> [Document segment]
__________

Example arrangements relate to the provision and interfacing of compression circuitry to handle such decompression, for example of processing values such as weight or activation values (though the techniques are independent of the nature of the actual data to be decompressed).
However, although processing value decompression is discussed as a worked example of the present techniques, the present examples are not limited to decompression. The compression circuitry could be used for data compression rather than decompression, for example by applying the 2-in-4 sparsity technique discussed in the present application. Indeed, at a basic level, the operation of the compression processor can be considered to provide a process to transform a data set from one representation to another. In general terms, “compression” is normally taken to imply that the destination format provides a representation using less data than the input format (whether losslessly or otherwise), whereas “decompression” is normally taken to imply that the destination format provides a representation using more data than the input format. The term “compression” as used here in connection with the data compression circuitry 55 or in connection with an algorithm, system, set of parameters or the like relating to operation of the compression circuitry 55 can encompass compression or decompression.
As mentioned above, a variety of compression schemes are in use, and this is an area of ongoing research, which implies that further compression schemes may be developed in the future. Given the value of compression but the lack of widespread standardization of the compression methodologies, example embodiments aim to provide a mechanism capable of supporting a variety of compression schemes.
One approach to supporting data compression or decompression could be to add extensions to the instruction set (as defined by the instruction set architecture or ISA applicable to the processing circuitry). This approach would require modifying the ISA in response to the development (or increased prevalence) of a compression technique. However, a process to modify the ISA of a processor can be relatively thorough and lengthy. Also, this could lead to obsolete techniques occupying the ISA encoding space, which is to say the set of values which can be used to represent instructions. This could be undesirable given that the ISA encoding space is finite and also that the presence of the obsolete techniques in the ISA could require a compatible processor to provide hardware to implement such obsolete techniques.
The techniques of the present disclosure can potentially provide one or more of: allowing a variety of compression schemes to be supported; allowing the inclusion of new schemes (and/or the deprecation of old ones) without necessarily requiring changes to operating systems or processing circuitry; and avoiding the need to consume further instruction set space for each additional compression scheme.

__________

> [Exercise task] Pick up the passage on configurable compression circuitry from its final sentence and carry it forward. The data after this passage has nothing to do with the work asked here.

__________

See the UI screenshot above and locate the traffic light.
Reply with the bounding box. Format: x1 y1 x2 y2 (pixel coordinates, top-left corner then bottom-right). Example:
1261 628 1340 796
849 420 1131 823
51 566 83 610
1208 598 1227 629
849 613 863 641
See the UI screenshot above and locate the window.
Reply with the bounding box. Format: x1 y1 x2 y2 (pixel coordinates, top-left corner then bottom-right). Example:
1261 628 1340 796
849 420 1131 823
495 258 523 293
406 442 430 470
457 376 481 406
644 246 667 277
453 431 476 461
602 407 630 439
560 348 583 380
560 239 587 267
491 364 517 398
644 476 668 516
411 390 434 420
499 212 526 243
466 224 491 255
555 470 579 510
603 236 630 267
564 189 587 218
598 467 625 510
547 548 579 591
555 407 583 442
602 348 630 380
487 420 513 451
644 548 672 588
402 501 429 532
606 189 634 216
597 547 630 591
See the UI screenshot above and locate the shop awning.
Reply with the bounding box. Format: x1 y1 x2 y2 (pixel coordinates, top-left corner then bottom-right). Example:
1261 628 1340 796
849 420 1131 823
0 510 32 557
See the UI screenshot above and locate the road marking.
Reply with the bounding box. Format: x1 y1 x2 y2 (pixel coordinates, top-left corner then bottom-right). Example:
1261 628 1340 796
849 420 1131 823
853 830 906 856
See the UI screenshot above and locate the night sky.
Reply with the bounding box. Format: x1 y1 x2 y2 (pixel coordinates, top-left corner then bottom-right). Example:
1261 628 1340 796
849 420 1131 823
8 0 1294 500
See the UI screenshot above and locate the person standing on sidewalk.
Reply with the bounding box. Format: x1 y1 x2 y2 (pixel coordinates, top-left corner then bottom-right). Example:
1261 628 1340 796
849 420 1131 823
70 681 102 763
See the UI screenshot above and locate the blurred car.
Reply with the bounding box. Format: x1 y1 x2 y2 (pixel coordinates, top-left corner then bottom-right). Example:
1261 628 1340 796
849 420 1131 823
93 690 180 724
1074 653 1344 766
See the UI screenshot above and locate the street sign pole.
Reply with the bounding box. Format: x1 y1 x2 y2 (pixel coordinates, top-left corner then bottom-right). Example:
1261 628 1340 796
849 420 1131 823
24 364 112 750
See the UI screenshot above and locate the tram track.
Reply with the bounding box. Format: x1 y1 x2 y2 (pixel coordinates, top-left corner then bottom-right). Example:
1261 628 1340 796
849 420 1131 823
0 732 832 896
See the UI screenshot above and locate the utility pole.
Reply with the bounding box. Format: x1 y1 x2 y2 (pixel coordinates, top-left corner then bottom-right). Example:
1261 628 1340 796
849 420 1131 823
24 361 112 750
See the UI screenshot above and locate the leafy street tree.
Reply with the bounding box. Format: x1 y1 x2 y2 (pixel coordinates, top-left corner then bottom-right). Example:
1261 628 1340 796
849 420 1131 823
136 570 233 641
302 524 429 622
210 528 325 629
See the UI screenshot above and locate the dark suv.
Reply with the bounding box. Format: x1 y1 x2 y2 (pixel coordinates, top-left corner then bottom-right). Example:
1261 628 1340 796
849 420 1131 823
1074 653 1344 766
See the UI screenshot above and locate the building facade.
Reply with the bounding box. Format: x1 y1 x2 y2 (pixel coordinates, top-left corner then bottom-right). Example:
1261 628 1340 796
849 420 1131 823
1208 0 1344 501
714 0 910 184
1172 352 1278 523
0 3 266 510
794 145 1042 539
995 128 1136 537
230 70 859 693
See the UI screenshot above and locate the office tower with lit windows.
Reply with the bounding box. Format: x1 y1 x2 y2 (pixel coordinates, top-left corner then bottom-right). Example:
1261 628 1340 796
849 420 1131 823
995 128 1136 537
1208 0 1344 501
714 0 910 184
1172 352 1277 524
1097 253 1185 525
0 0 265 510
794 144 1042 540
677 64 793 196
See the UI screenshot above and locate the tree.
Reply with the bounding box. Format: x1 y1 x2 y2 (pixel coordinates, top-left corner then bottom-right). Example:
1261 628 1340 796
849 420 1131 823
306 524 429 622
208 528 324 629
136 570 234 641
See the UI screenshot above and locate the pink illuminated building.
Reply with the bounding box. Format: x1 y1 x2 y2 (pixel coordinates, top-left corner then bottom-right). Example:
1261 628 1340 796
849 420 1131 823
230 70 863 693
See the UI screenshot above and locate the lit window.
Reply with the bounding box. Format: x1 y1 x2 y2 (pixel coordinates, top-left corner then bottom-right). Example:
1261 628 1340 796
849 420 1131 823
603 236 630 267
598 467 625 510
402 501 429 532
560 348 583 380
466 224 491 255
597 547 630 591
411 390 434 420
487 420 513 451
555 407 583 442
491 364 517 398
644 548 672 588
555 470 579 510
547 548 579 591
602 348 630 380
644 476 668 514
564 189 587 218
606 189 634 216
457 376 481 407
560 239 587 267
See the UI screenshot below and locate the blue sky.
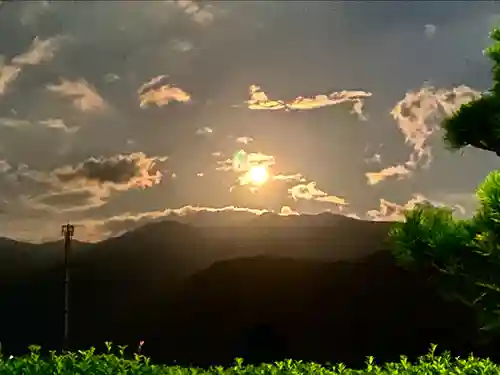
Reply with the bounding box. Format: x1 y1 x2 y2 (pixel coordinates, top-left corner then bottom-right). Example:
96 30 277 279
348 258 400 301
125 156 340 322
0 0 500 241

__________

> [Exercise result]
FIG. 2 provides a schematic example showing the compression circuitry 55 (as an example of a data compression processor or circuitry), the processing circuitry 60 and interface circuitry 200 defining an interface for data communication between the processing circuitry 60 and the compression circuitry 55.
The compression circuitry 55 may be considered, for the purposes of this discussion, as a “compression scheme black box”, which is to say that from the point of view of the processing circuitry 60, in many respects it does not matter how the compression circuitry 55 operates; just that it is capable of receiving data and/or parameters in a certain format and outputting data in another certain format.
In some examples, the compression circuitry can receive clustered processing (for example weight or activation) values and/or weight values in a structured sparsity format and output decompressed processing values for use in neural processing by the processing circuitry 60.
The processing circuitry 60 is responsive to one or more instructions of an instruction set defined for the processing circuitry to provide to the interface:
In particular, the data communication with the compression circuitry 55 may include a scheme ID (identifier) 240 which can define or identify a particular compression scheme to be used; a configuration state 250, for example defining parameters for use by the selected compression scheme such as a lookup table (LUT) for use in connection with the selected compression scheme; and optionally a dynamic state 260 to allow operation such as a context switch to occur (so that, for example, the dynamic state of the compression processor 55 can be retrieved and stored by the processing circuitry at a context switch and then reinstated when appropriate at a subsequent context switch). In other words, in connection with the dynamic state 260, the processing circuitry may be configured to receive state data defining a current operational state of the data compression circuitry from the interface; to execute a context switch comprising at least storing the state data; and to execute a further context switch comprising at least providing the stored state data back to the data compression circuitry.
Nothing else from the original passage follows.